◆ **PROBLEM TO WORK ON**: Return the items below verbatim, from their first line up to and including the line with "98], [110, 103]]". Omit the pictures.

◆ **TASK INPUT**:

((

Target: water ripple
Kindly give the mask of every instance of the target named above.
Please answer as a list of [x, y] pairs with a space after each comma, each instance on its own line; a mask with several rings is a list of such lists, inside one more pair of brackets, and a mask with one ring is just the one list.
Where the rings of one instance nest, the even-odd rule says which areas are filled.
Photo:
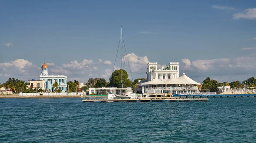
[[83, 103], [80, 98], [0, 100], [0, 142], [256, 140], [256, 98], [110, 103]]

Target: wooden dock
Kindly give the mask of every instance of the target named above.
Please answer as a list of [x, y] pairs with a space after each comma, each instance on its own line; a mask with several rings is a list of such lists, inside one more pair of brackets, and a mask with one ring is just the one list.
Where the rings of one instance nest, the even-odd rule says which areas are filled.
[[83, 102], [188, 102], [188, 101], [203, 101], [206, 102], [208, 98], [157, 98], [157, 99], [84, 99]]

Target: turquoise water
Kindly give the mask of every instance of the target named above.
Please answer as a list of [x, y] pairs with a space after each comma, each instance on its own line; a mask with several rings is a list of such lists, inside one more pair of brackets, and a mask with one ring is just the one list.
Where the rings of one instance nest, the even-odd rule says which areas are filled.
[[253, 143], [256, 98], [82, 103], [0, 98], [0, 143]]

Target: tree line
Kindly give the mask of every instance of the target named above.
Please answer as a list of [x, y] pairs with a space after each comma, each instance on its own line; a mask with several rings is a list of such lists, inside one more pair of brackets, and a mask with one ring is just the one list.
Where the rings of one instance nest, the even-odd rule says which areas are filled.
[[[109, 82], [107, 82], [105, 79], [103, 78], [90, 78], [86, 85], [79, 88], [79, 83], [77, 80], [75, 80], [73, 81], [69, 81], [67, 82], [67, 86], [69, 92], [78, 92], [81, 90], [87, 91], [88, 87], [112, 87], [117, 88], [121, 87], [121, 70], [115, 70], [109, 78]], [[128, 87], [135, 88], [137, 87], [137, 84], [139, 80], [146, 80], [144, 78], [138, 78], [135, 79], [132, 81], [128, 79], [128, 75], [127, 72], [123, 70], [123, 85], [124, 88]], [[210, 78], [207, 77], [205, 80], [203, 81], [201, 90], [209, 90], [211, 92], [217, 92], [218, 90], [218, 87], [221, 86], [229, 86], [231, 88], [235, 87], [243, 87], [246, 86], [247, 87], [255, 87], [256, 84], [256, 79], [253, 76], [252, 76], [247, 80], [243, 81], [241, 83], [239, 81], [232, 81], [230, 83], [227, 82], [218, 82], [215, 80], [210, 79]], [[23, 93], [36, 93], [43, 92], [47, 91], [44, 90], [41, 88], [37, 88], [37, 90], [35, 88], [29, 88], [28, 85], [29, 84], [25, 82], [24, 81], [22, 81], [14, 78], [9, 78], [8, 80], [6, 81], [3, 84], [0, 83], [0, 87], [5, 87], [6, 88], [9, 89], [12, 91], [13, 93], [17, 93], [20, 92]], [[247, 86], [247, 85], [248, 86]], [[61, 90], [58, 89], [58, 83], [54, 83], [52, 85], [52, 89], [54, 92], [61, 92]]]
[[255, 87], [256, 84], [256, 79], [253, 76], [243, 81], [241, 83], [240, 83], [239, 81], [232, 81], [230, 83], [227, 82], [218, 82], [216, 80], [210, 79], [209, 77], [207, 77], [206, 79], [203, 81], [201, 89], [209, 90], [210, 92], [218, 92], [218, 87], [230, 86], [230, 88], [244, 87], [249, 88]]

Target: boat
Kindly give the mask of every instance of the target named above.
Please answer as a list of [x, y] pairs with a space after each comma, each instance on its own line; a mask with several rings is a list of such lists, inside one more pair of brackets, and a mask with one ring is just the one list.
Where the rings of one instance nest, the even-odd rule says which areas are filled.
[[133, 93], [131, 87], [123, 88], [123, 77], [122, 77], [122, 26], [121, 27], [121, 88], [116, 88], [112, 90], [112, 93], [107, 93], [108, 95], [108, 99], [137, 99], [137, 94]]
[[137, 99], [137, 94], [133, 93], [131, 87], [117, 88], [112, 90], [111, 94], [107, 93], [108, 99]]

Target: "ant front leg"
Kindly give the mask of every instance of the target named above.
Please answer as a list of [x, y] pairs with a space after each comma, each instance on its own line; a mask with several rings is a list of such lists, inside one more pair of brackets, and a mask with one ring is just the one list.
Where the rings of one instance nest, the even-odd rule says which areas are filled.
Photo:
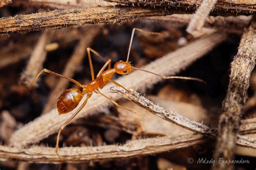
[[62, 159], [61, 159], [61, 157], [60, 157], [60, 155], [59, 155], [59, 153], [58, 153], [58, 150], [59, 150], [59, 137], [60, 137], [60, 133], [61, 133], [62, 131], [65, 128], [65, 127], [75, 117], [76, 117], [76, 116], [77, 115], [77, 114], [78, 114], [80, 112], [80, 111], [81, 111], [81, 110], [85, 106], [85, 105], [86, 105], [86, 103], [87, 103], [87, 102], [88, 101], [88, 100], [90, 98], [90, 97], [91, 97], [91, 96], [92, 95], [92, 92], [89, 92], [89, 93], [87, 94], [86, 98], [85, 100], [84, 101], [84, 103], [83, 103], [83, 104], [82, 104], [81, 105], [81, 106], [78, 108], [78, 109], [77, 109], [77, 110], [76, 111], [76, 112], [71, 116], [71, 117], [70, 117], [68, 119], [68, 121], [66, 121], [63, 124], [63, 125], [60, 127], [60, 128], [59, 129], [59, 132], [58, 132], [58, 136], [57, 136], [57, 137], [56, 152], [57, 155], [58, 157], [59, 157], [60, 162], [62, 161]]
[[117, 86], [118, 87], [120, 87], [121, 88], [122, 88], [123, 89], [124, 89], [125, 91], [126, 91], [127, 93], [132, 93], [132, 91], [130, 91], [129, 90], [127, 89], [126, 88], [125, 88], [124, 86], [122, 86], [121, 84], [120, 84], [119, 83], [118, 83], [118, 82], [117, 82], [116, 81], [112, 80], [111, 79], [109, 79], [109, 77], [107, 77], [107, 76], [102, 76], [102, 79], [104, 78], [105, 78], [106, 79], [107, 79], [109, 81], [110, 81], [111, 82], [112, 82], [113, 83], [114, 83], [114, 84], [117, 85]]

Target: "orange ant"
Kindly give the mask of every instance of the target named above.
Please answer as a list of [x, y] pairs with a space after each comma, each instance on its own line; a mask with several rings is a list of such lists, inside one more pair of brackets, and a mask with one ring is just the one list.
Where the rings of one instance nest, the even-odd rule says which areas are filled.
[[[111, 81], [114, 84], [115, 84], [116, 85], [123, 88], [128, 93], [130, 93], [130, 91], [128, 90], [127, 89], [126, 89], [124, 87], [123, 87], [121, 84], [119, 84], [118, 83], [117, 83], [117, 82], [111, 79], [114, 73], [116, 73], [119, 74], [128, 74], [132, 72], [133, 69], [137, 69], [141, 71], [143, 71], [143, 72], [145, 72], [154, 74], [157, 76], [160, 76], [165, 79], [180, 79], [196, 80], [196, 81], [204, 82], [203, 80], [201, 79], [197, 79], [197, 78], [180, 77], [180, 76], [166, 77], [164, 76], [159, 75], [156, 73], [152, 73], [150, 71], [143, 70], [142, 69], [139, 69], [139, 68], [137, 68], [134, 67], [133, 67], [131, 65], [130, 62], [129, 62], [129, 60], [130, 51], [131, 51], [131, 46], [132, 45], [132, 39], [133, 38], [133, 36], [134, 36], [135, 30], [139, 31], [144, 33], [151, 34], [166, 35], [166, 34], [164, 33], [153, 32], [150, 32], [150, 31], [148, 31], [146, 30], [139, 29], [137, 28], [134, 28], [132, 32], [132, 35], [131, 35], [131, 40], [130, 42], [129, 48], [128, 49], [128, 53], [127, 55], [126, 61], [119, 61], [116, 62], [116, 63], [114, 65], [114, 68], [112, 68], [112, 69], [111, 68], [111, 59], [109, 59], [107, 60], [106, 60], [98, 52], [97, 52], [95, 50], [92, 49], [92, 48], [90, 47], [87, 48], [87, 53], [88, 54], [88, 59], [89, 61], [90, 69], [91, 75], [92, 77], [92, 81], [87, 84], [83, 85], [79, 82], [78, 82], [78, 81], [77, 81], [76, 80], [67, 77], [65, 76], [57, 74], [56, 73], [53, 72], [45, 68], [42, 70], [38, 73], [38, 74], [36, 76], [36, 77], [33, 80], [33, 81], [31, 82], [30, 84], [30, 87], [32, 87], [33, 86], [34, 83], [38, 78], [38, 77], [43, 72], [46, 72], [54, 76], [66, 79], [68, 80], [69, 81], [72, 82], [73, 83], [77, 84], [77, 86], [78, 86], [79, 87], [81, 87], [83, 89], [82, 91], [81, 91], [80, 90], [77, 88], [72, 88], [69, 89], [67, 89], [64, 91], [62, 93], [62, 94], [59, 96], [58, 99], [58, 101], [57, 102], [57, 108], [58, 111], [59, 115], [67, 114], [72, 111], [78, 105], [79, 103], [82, 99], [83, 96], [84, 95], [87, 94], [86, 99], [84, 101], [84, 102], [83, 103], [83, 104], [80, 106], [80, 107], [77, 109], [77, 110], [63, 124], [63, 125], [59, 129], [59, 132], [58, 133], [57, 138], [56, 152], [58, 157], [59, 157], [59, 159], [60, 160], [60, 161], [62, 160], [60, 158], [60, 156], [58, 153], [58, 150], [59, 148], [59, 136], [60, 135], [60, 132], [62, 130], [63, 130], [63, 129], [80, 112], [80, 111], [81, 111], [83, 108], [84, 108], [88, 100], [92, 95], [92, 94], [93, 92], [95, 92], [97, 94], [98, 94], [103, 96], [104, 97], [106, 98], [111, 102], [113, 103], [116, 106], [122, 108], [130, 111], [134, 112], [131, 110], [118, 104], [117, 102], [113, 101], [110, 97], [107, 97], [105, 95], [102, 94], [99, 90], [99, 89], [102, 89], [105, 86], [106, 86], [106, 84], [109, 81]], [[98, 73], [96, 78], [95, 79], [94, 72], [93, 72], [93, 67], [92, 66], [92, 59], [91, 59], [90, 52], [92, 52], [93, 54], [95, 54], [95, 55], [96, 55], [97, 56], [98, 56], [98, 58], [103, 60], [103, 61], [105, 61], [104, 65], [103, 66], [103, 67], [102, 67], [102, 68], [100, 69], [99, 72]], [[104, 71], [104, 70], [105, 69], [107, 66], [108, 67], [108, 69]]]

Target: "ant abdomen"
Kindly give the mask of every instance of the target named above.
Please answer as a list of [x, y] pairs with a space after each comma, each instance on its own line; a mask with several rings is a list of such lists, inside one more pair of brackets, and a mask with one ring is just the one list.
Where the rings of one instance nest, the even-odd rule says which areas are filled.
[[57, 102], [59, 114], [67, 114], [73, 110], [82, 98], [82, 92], [78, 89], [71, 88], [63, 91]]

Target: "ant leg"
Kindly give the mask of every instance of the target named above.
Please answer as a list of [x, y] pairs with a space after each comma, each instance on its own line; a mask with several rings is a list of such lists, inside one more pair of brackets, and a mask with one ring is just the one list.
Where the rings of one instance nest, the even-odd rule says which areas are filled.
[[119, 104], [118, 103], [117, 103], [117, 102], [116, 102], [115, 101], [114, 101], [113, 100], [112, 100], [112, 99], [111, 99], [110, 97], [109, 97], [108, 96], [106, 96], [105, 95], [104, 95], [104, 94], [102, 93], [100, 91], [99, 91], [99, 90], [95, 90], [95, 93], [98, 93], [98, 94], [99, 94], [100, 95], [103, 96], [104, 97], [105, 97], [106, 99], [107, 99], [109, 101], [110, 101], [111, 102], [112, 102], [113, 104], [114, 104], [116, 107], [119, 107], [120, 108], [123, 108], [123, 109], [124, 109], [125, 110], [127, 110], [130, 112], [132, 112], [136, 115], [139, 115], [139, 116], [140, 116], [141, 117], [143, 118], [143, 116], [142, 116], [142, 115], [138, 114], [138, 113], [136, 113], [136, 112], [134, 112], [132, 110], [124, 107], [124, 106], [123, 106], [123, 105], [121, 105], [120, 104]]
[[52, 72], [51, 70], [49, 70], [49, 69], [47, 69], [46, 68], [44, 68], [43, 69], [42, 69], [39, 73], [38, 74], [37, 74], [37, 75], [36, 76], [36, 77], [35, 77], [35, 79], [32, 81], [32, 82], [30, 83], [30, 87], [32, 87], [33, 84], [35, 83], [35, 82], [36, 82], [36, 81], [37, 80], [37, 79], [38, 79], [39, 76], [43, 73], [43, 72], [45, 72], [45, 73], [49, 73], [49, 74], [50, 74], [52, 75], [54, 75], [54, 76], [57, 76], [57, 77], [62, 77], [62, 78], [64, 78], [64, 79], [67, 79], [69, 81], [70, 81], [71, 82], [72, 82], [73, 83], [74, 83], [75, 84], [77, 84], [77, 86], [80, 87], [83, 87], [83, 85], [81, 84], [81, 83], [80, 83], [79, 82], [78, 82], [76, 80], [75, 80], [72, 79], [71, 79], [71, 78], [69, 78], [68, 77], [66, 77], [64, 75], [62, 75], [61, 74], [59, 74], [58, 73], [55, 73], [53, 72]]
[[103, 71], [104, 70], [104, 69], [106, 68], [106, 66], [107, 65], [109, 65], [109, 66], [111, 64], [111, 59], [109, 59], [107, 60], [107, 61], [106, 62], [106, 63], [104, 64], [104, 65], [103, 66], [103, 67], [102, 67], [102, 68], [100, 69], [100, 70], [99, 71], [99, 73], [98, 73], [97, 75], [97, 77], [98, 77], [99, 76], [100, 76], [102, 74], [102, 73], [103, 73]]
[[134, 36], [135, 30], [137, 30], [143, 33], [150, 34], [159, 35], [159, 36], [162, 35], [162, 36], [168, 36], [168, 34], [166, 33], [151, 32], [151, 31], [146, 31], [144, 30], [142, 30], [140, 29], [133, 28], [132, 32], [132, 36], [131, 36], [131, 40], [130, 41], [130, 45], [129, 45], [129, 48], [128, 49], [128, 53], [127, 54], [126, 62], [128, 62], [129, 61], [130, 51], [131, 51], [131, 47], [132, 46], [132, 40], [133, 39], [133, 36]]
[[[90, 65], [90, 70], [91, 71], [91, 75], [92, 77], [92, 81], [94, 80], [94, 71], [93, 71], [93, 66], [92, 65], [92, 58], [91, 56], [91, 53], [92, 52], [95, 54], [99, 58], [102, 60], [104, 61], [105, 62], [107, 62], [106, 59], [105, 59], [102, 56], [101, 56], [95, 50], [88, 47], [86, 48], [87, 49], [87, 54], [88, 54], [88, 60], [89, 60], [89, 65]], [[109, 69], [110, 69], [111, 67], [111, 63], [109, 63]]]
[[104, 78], [106, 78], [106, 79], [107, 79], [109, 81], [110, 81], [111, 82], [112, 82], [113, 83], [114, 83], [114, 84], [117, 85], [117, 86], [118, 87], [122, 87], [122, 88], [123, 88], [125, 91], [127, 91], [127, 93], [131, 93], [131, 91], [127, 90], [126, 88], [125, 88], [124, 86], [122, 86], [121, 84], [120, 84], [119, 83], [118, 83], [118, 82], [117, 82], [116, 81], [114, 81], [114, 80], [112, 80], [111, 79], [110, 79], [109, 77], [107, 77], [107, 76], [102, 76], [102, 79]]
[[77, 109], [77, 111], [70, 117], [68, 121], [66, 121], [63, 125], [60, 127], [59, 130], [59, 132], [58, 133], [58, 136], [57, 137], [57, 141], [56, 141], [56, 152], [58, 157], [59, 157], [60, 161], [62, 161], [62, 159], [60, 158], [60, 156], [59, 155], [58, 153], [58, 151], [59, 149], [59, 136], [60, 136], [60, 133], [64, 129], [64, 128], [77, 115], [77, 114], [81, 111], [81, 110], [85, 106], [85, 105], [87, 103], [87, 101], [88, 101], [88, 100], [91, 97], [91, 96], [92, 95], [92, 92], [89, 92], [87, 94], [86, 96], [86, 98], [84, 101], [84, 103], [81, 105], [81, 106]]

))

◆ **OUTPUT**:
Target: water ripple
Kindly give the mask of every instance of the target named above.
Please answer as a list of [x, y] pairs with a space after each comma, each instance on its own line; a mask with several rings is a list of such lists, inside one more pair of brackets, and a mask with one ring is just the one list.
Where the rings of one instance nest, the even-odd rule says which areas are filled.
Photo:
[[83, 103], [80, 98], [0, 100], [0, 142], [256, 140], [256, 98], [110, 103]]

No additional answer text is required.